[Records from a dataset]
■ ■ ■ ■
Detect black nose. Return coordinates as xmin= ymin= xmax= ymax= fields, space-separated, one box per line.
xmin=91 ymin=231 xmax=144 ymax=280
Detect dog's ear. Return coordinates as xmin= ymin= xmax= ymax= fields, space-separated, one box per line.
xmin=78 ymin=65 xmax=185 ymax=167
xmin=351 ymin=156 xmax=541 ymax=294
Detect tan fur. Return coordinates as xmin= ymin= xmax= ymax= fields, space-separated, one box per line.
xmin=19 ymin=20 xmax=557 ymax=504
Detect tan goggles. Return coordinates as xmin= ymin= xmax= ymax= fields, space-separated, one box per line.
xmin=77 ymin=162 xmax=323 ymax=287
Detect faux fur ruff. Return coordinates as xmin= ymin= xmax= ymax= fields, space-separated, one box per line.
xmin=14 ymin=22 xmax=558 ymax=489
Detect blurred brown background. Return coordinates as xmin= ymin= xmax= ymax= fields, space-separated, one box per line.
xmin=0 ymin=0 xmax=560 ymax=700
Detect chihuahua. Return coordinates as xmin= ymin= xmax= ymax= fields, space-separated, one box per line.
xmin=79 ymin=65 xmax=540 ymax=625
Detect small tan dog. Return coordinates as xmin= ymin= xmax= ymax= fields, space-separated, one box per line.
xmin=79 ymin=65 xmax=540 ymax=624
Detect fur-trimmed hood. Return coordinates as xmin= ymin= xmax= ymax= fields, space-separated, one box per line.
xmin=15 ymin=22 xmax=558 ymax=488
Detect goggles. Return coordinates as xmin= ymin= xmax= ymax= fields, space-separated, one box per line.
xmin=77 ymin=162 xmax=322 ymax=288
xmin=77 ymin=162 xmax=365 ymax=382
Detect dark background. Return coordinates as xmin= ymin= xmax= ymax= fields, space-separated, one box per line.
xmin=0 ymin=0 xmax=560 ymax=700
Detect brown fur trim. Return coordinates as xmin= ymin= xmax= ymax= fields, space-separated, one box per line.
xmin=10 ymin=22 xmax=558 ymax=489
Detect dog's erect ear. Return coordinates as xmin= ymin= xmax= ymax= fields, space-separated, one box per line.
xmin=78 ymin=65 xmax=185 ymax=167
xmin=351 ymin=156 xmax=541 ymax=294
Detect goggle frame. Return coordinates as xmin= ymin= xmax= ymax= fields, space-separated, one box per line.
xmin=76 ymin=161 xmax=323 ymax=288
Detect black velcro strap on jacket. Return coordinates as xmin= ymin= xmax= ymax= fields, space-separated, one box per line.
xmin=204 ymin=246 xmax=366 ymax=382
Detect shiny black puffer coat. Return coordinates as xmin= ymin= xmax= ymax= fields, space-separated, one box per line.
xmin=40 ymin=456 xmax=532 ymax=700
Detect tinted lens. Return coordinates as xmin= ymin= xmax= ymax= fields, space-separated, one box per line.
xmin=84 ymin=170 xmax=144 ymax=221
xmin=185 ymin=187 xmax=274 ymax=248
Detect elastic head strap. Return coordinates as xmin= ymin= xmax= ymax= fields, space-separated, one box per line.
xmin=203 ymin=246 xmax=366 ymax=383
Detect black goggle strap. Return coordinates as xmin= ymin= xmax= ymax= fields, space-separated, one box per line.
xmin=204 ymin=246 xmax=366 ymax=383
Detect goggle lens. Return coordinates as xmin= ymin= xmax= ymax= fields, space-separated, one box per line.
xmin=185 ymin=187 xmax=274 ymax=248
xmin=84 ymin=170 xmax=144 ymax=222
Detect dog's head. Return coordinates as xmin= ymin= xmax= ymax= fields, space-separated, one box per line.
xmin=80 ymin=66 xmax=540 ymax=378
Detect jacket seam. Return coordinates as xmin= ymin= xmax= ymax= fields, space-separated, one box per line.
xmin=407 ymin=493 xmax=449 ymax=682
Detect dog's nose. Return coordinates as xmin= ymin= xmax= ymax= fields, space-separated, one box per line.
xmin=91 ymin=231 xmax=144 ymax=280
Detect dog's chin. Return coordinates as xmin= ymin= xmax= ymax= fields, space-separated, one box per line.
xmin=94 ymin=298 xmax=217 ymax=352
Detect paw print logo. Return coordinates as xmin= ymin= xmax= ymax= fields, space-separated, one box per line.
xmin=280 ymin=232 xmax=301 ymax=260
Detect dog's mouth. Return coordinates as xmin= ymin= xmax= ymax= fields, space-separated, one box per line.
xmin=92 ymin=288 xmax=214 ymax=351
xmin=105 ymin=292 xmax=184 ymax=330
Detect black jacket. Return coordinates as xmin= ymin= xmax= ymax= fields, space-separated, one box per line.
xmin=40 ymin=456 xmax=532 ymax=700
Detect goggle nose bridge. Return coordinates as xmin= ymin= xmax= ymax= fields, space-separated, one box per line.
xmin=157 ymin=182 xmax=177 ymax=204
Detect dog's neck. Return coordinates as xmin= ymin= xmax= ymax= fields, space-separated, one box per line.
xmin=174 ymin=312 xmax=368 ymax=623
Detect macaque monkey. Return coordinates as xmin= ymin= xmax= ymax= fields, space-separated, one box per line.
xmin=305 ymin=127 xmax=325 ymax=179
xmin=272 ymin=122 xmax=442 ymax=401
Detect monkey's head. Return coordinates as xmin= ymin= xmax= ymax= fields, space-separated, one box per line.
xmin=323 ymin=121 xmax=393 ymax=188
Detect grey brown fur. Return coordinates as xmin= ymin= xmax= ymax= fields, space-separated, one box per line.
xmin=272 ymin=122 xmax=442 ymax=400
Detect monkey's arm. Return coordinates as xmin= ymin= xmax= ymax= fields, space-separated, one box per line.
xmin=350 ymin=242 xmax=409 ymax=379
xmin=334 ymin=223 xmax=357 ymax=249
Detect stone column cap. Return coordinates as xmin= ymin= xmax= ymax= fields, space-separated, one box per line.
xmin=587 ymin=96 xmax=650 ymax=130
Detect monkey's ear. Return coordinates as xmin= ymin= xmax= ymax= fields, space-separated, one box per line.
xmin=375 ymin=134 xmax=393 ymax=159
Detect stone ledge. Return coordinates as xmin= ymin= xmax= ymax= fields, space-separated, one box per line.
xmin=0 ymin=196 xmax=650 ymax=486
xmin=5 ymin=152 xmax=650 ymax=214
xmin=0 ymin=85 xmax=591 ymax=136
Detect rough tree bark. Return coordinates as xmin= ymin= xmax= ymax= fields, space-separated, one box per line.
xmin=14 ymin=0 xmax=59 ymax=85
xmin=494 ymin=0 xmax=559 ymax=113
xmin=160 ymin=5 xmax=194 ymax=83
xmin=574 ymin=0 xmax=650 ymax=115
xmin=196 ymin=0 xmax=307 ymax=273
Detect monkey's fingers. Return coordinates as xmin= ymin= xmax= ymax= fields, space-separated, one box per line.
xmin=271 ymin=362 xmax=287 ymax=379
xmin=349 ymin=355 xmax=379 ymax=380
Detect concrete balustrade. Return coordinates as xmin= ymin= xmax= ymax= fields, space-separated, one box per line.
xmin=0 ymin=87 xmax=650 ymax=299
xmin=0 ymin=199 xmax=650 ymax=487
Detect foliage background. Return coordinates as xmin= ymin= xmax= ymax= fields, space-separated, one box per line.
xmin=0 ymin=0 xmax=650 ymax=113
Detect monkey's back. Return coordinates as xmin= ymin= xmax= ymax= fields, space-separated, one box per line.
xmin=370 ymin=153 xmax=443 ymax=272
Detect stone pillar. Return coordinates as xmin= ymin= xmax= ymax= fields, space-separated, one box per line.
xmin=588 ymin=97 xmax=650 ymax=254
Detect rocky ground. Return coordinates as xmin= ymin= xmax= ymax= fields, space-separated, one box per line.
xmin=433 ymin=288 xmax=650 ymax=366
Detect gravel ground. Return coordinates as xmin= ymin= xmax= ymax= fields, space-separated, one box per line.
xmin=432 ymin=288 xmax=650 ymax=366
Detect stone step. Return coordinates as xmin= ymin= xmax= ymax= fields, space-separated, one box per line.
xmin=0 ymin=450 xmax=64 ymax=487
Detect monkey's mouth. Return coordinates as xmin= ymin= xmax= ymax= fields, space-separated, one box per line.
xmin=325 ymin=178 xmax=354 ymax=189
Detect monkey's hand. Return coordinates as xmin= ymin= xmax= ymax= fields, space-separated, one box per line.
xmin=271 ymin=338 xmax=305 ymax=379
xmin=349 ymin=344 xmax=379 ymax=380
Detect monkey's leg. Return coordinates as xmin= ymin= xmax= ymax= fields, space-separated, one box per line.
■ ■ ■ ■
In the lines from the one containing "Detect elastic head" through the one containing "xmin=80 ymin=66 xmax=540 ymax=378", inclusive, swap "strap" for "band" everywhere, and reproduce only those lines with nothing else altered.

ANSWER BELOW =
Detect elastic head band. Return coordinates as xmin= ymin= xmax= ymax= fields, space-separated, one box per line.
xmin=203 ymin=246 xmax=366 ymax=383
Detect black goggle band. Return coordinates as xmin= ymin= xmax= ymax= fields, space-separated, one box per line.
xmin=204 ymin=246 xmax=366 ymax=383
Detect goggle lens. Return coordinates as xmin= ymin= xmax= ymax= fields, space-separated, one box per line.
xmin=185 ymin=187 xmax=274 ymax=248
xmin=84 ymin=170 xmax=144 ymax=222
Detect dog's head. Return coordinates as xmin= ymin= xmax= ymax= fields, space-separated, one box per line.
xmin=80 ymin=66 xmax=540 ymax=378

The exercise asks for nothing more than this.